## Your goal
Find each line in the rows below that contains the word "clothes", matching case exactly, and copy those lines out.

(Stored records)
• • •
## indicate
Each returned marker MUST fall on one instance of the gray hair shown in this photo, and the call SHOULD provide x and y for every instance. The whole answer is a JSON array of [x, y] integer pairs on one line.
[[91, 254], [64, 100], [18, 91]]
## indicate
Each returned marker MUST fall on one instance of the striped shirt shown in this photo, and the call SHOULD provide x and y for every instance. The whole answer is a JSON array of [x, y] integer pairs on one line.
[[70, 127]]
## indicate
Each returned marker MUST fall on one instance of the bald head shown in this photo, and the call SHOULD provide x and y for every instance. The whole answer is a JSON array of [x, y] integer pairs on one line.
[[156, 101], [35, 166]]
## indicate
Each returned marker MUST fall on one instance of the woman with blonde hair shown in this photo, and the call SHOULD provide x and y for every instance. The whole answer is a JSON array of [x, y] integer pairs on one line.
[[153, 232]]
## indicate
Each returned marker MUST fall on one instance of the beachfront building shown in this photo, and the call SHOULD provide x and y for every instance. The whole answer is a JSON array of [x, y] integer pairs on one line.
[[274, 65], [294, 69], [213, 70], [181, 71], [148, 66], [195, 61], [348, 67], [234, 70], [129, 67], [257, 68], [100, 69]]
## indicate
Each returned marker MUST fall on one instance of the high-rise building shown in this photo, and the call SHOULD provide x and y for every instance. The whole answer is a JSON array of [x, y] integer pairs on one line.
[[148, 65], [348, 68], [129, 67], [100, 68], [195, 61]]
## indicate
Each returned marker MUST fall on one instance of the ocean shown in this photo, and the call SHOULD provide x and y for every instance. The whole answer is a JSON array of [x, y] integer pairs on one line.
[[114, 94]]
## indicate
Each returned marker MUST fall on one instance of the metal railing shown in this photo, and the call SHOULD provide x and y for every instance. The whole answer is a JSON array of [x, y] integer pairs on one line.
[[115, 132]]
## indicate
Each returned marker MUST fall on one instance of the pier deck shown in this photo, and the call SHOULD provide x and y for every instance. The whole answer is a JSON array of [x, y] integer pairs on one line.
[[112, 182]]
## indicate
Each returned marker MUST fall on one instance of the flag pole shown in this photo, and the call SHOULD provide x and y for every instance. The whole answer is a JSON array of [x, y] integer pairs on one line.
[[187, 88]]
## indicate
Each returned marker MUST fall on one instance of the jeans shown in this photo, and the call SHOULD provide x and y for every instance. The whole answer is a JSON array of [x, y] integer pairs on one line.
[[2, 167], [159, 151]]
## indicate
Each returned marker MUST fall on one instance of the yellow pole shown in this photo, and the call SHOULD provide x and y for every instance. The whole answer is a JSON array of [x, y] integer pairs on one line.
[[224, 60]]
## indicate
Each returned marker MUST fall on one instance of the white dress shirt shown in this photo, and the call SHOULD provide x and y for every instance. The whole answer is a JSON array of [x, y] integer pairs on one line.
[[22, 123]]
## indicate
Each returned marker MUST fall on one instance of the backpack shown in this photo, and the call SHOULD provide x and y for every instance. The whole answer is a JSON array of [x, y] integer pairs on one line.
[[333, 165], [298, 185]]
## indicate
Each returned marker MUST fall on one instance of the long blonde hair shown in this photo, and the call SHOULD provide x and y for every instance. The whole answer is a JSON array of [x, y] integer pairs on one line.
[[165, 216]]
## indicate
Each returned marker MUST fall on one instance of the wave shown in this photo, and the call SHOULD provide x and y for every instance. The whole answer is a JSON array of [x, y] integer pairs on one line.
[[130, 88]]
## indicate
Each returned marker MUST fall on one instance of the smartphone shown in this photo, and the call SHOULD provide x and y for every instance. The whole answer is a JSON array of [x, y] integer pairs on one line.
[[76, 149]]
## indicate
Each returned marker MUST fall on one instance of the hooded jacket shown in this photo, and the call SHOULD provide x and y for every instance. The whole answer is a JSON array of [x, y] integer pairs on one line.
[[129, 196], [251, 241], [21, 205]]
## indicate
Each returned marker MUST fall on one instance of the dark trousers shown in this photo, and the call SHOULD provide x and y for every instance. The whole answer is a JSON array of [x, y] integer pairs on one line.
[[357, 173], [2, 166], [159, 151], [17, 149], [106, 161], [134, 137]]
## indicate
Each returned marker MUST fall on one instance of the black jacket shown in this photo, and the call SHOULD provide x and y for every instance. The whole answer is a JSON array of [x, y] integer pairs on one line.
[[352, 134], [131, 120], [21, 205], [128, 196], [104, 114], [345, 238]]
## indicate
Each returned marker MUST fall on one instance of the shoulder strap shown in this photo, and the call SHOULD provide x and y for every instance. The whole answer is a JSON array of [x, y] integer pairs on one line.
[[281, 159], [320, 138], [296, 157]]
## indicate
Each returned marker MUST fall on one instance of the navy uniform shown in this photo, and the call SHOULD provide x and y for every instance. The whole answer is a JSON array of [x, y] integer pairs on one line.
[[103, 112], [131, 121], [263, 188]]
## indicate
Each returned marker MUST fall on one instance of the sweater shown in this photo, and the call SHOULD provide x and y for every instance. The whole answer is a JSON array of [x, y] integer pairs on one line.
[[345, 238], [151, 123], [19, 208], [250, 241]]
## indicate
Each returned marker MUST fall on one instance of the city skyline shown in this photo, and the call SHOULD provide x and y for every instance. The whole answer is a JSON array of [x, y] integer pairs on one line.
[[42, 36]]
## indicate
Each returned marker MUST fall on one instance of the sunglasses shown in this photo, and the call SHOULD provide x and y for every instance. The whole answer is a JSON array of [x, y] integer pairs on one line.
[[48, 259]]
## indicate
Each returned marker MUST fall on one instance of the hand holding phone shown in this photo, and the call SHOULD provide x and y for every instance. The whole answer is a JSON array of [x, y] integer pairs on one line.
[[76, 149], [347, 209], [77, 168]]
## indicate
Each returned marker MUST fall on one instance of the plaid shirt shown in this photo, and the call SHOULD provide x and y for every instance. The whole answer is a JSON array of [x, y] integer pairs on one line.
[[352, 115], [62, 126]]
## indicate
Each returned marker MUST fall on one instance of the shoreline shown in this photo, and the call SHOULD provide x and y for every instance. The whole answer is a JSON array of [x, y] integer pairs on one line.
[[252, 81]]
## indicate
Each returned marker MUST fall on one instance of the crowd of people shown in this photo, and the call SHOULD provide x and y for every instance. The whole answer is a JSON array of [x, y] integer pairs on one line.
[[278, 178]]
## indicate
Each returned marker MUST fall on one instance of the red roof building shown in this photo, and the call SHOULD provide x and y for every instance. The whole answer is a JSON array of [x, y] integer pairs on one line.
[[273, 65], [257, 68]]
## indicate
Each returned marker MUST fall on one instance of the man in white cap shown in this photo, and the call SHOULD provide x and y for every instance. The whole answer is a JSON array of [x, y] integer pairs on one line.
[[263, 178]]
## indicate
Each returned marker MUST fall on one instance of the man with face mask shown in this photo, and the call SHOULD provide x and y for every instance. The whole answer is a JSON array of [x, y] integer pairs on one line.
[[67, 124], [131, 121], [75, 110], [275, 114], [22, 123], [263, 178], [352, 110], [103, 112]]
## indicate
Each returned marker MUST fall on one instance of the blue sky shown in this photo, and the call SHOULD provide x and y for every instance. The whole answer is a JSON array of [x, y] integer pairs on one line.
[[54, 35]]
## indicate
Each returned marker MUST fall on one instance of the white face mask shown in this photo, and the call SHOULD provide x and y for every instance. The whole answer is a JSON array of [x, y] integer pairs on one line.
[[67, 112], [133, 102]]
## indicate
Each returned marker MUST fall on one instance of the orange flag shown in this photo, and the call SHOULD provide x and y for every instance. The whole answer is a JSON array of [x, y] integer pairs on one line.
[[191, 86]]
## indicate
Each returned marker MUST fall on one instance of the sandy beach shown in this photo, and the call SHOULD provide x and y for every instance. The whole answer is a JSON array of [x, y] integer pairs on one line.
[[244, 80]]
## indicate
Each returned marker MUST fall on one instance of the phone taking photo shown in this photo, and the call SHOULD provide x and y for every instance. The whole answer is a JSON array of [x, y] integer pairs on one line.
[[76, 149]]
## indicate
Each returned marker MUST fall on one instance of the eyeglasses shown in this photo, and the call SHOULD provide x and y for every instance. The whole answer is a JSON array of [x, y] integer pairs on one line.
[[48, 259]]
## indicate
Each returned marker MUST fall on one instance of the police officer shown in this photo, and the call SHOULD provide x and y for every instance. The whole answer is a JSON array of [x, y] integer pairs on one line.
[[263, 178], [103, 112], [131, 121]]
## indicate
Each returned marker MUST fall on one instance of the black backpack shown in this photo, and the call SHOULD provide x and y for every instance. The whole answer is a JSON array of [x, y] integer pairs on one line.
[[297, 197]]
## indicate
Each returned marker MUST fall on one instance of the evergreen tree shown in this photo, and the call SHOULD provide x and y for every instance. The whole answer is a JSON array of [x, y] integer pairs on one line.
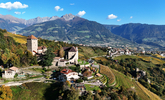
[[47, 58], [61, 52]]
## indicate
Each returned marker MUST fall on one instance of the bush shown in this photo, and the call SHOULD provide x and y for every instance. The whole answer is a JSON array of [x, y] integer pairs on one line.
[[79, 80], [15, 75]]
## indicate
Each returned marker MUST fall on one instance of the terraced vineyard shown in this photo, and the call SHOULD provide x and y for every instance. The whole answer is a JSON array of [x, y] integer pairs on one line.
[[151, 95], [143, 93], [106, 71], [103, 79], [18, 38]]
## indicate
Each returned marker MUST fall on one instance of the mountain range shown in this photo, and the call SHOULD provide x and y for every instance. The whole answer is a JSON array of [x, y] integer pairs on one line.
[[141, 33], [74, 30]]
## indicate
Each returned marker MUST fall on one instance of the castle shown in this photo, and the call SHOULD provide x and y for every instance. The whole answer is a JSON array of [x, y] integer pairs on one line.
[[32, 45], [71, 53]]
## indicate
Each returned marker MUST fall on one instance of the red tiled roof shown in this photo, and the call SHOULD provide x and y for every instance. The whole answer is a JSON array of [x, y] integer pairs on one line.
[[66, 71], [57, 58], [70, 49], [87, 73], [13, 68], [73, 49], [31, 37], [41, 47]]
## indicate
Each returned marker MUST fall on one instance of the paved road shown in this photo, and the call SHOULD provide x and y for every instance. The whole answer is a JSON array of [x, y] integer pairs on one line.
[[42, 79]]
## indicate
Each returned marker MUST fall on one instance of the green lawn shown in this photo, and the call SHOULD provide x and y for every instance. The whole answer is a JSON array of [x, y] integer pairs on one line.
[[36, 91], [122, 80], [124, 57], [91, 87]]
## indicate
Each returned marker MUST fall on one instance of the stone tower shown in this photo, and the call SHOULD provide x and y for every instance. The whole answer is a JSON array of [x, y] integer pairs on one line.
[[32, 44]]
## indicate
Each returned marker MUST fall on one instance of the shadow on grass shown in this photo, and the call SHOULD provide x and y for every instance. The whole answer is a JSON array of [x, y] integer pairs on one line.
[[53, 92]]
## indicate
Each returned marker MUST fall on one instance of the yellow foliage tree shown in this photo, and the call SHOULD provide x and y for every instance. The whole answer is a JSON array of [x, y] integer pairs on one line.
[[61, 52], [6, 93]]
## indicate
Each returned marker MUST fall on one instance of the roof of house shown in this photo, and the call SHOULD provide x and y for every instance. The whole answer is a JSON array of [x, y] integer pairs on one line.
[[70, 49], [66, 71], [98, 74], [13, 68], [31, 37], [87, 73], [41, 47], [57, 58]]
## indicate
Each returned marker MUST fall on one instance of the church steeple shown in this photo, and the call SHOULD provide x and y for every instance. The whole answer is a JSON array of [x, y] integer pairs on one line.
[[32, 44]]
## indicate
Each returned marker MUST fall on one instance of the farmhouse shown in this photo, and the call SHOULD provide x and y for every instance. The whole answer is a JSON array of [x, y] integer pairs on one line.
[[71, 56], [32, 45], [68, 74], [9, 73]]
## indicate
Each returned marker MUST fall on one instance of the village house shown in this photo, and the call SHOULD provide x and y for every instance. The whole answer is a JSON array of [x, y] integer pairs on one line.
[[68, 74], [70, 56], [79, 86], [10, 73], [32, 45], [87, 73]]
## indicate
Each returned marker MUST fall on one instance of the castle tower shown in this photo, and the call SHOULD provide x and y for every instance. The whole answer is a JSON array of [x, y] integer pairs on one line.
[[32, 44]]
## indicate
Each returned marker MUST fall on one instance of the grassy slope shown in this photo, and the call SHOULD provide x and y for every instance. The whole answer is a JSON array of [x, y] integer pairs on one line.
[[106, 71], [145, 58], [18, 38], [144, 94], [87, 52], [36, 91]]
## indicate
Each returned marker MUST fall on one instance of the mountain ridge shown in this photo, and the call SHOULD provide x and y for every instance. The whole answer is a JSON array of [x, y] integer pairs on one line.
[[149, 34], [77, 30]]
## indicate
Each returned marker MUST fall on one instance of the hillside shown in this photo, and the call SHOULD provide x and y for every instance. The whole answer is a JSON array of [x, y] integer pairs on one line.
[[10, 26], [18, 38], [78, 30], [141, 33]]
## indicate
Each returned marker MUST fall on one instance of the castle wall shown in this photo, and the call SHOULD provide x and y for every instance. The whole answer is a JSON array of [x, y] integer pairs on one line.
[[32, 45], [71, 54]]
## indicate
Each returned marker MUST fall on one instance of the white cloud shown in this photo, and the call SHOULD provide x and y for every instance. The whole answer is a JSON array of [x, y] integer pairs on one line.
[[15, 5], [81, 13], [18, 13], [119, 20], [111, 16], [61, 9], [23, 12], [57, 8], [71, 3]]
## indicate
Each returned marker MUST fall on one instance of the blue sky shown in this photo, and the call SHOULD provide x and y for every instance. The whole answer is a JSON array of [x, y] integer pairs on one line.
[[102, 11]]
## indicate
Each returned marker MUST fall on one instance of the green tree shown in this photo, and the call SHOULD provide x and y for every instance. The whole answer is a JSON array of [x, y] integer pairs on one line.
[[61, 52], [97, 97], [47, 58], [73, 95], [6, 93], [34, 60]]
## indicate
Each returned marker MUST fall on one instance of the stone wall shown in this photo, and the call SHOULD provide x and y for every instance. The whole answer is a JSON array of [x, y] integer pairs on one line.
[[32, 45]]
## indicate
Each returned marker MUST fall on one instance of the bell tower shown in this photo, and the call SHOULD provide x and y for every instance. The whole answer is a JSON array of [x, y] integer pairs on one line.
[[32, 44]]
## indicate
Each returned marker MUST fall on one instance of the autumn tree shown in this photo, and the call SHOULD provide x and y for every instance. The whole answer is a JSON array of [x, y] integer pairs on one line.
[[61, 52], [73, 95], [5, 93], [47, 58]]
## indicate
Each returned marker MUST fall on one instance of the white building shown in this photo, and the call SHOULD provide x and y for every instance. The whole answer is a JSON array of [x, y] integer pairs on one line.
[[10, 73], [68, 74], [32, 45]]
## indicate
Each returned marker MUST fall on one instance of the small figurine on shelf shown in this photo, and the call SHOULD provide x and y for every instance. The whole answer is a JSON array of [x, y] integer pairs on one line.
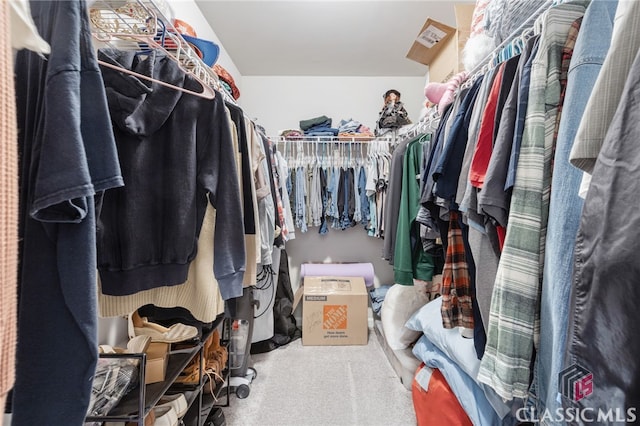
[[393, 115]]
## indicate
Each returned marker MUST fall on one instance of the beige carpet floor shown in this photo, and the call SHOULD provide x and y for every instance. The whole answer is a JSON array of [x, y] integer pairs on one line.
[[323, 385]]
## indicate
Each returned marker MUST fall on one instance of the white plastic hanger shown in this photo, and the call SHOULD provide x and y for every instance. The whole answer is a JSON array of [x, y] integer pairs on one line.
[[136, 23]]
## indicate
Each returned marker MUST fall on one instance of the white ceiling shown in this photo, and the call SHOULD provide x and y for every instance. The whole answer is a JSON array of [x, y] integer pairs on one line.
[[321, 38]]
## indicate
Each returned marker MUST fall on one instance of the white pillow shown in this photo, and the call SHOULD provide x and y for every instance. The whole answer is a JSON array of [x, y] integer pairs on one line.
[[428, 320], [400, 302]]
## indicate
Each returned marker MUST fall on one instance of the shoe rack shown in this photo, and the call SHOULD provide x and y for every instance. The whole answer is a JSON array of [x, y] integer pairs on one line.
[[136, 405]]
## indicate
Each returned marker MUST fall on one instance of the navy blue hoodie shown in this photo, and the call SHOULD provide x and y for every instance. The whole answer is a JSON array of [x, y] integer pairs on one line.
[[176, 153]]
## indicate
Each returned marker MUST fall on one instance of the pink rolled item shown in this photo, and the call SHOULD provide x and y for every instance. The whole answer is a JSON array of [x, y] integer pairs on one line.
[[364, 270], [444, 93]]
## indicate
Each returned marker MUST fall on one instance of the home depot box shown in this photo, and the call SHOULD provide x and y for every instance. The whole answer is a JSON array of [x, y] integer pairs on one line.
[[156, 366], [440, 46], [334, 311]]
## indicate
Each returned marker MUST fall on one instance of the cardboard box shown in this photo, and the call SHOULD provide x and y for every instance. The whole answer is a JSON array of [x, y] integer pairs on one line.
[[440, 46], [157, 359], [334, 311]]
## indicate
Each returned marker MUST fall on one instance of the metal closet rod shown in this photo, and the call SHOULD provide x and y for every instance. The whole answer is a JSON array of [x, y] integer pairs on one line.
[[319, 139]]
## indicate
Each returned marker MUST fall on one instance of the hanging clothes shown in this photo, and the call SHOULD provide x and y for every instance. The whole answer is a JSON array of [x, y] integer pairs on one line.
[[506, 363], [68, 159], [565, 207], [9, 223], [410, 261], [605, 291], [137, 253]]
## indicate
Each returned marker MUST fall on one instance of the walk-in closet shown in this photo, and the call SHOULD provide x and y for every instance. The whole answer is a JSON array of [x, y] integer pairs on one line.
[[300, 212]]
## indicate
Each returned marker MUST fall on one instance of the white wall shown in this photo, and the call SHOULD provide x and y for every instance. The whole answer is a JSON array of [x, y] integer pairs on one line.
[[280, 102]]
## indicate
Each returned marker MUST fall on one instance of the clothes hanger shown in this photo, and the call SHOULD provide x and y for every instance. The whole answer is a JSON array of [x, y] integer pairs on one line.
[[135, 26]]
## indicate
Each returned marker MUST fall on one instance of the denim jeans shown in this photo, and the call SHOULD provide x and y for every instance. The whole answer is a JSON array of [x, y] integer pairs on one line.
[[565, 207], [301, 192], [364, 201]]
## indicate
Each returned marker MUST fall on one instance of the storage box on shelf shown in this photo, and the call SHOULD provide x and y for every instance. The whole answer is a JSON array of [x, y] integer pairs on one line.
[[136, 404], [440, 46]]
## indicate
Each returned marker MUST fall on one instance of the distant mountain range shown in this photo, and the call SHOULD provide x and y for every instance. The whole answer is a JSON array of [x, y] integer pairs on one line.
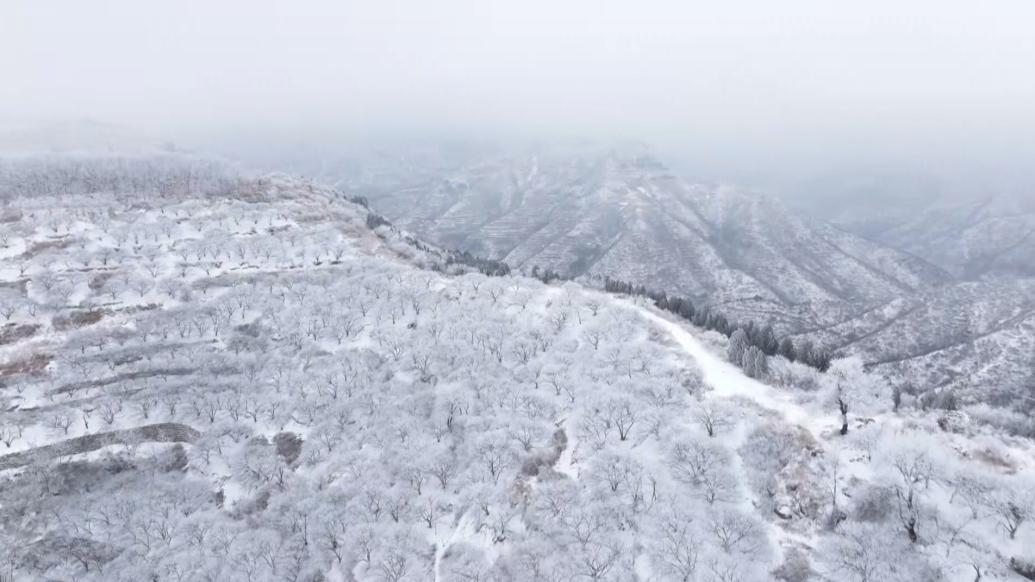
• • •
## Exercise answer
Each returned marker MUST fall on one instance of the hanging clothes shown in this photo, and the call SHOULD provide x and y for every instance. The whole answer is a JSON array of [x, y] integer pairs on one line.
Each returned marker MUST fall on one instance of the clothes hanger shown in this photo, and the call SHOULD provide x and y for every instance. The whole answer is a JSON array of [x, y] integer pairs on one line.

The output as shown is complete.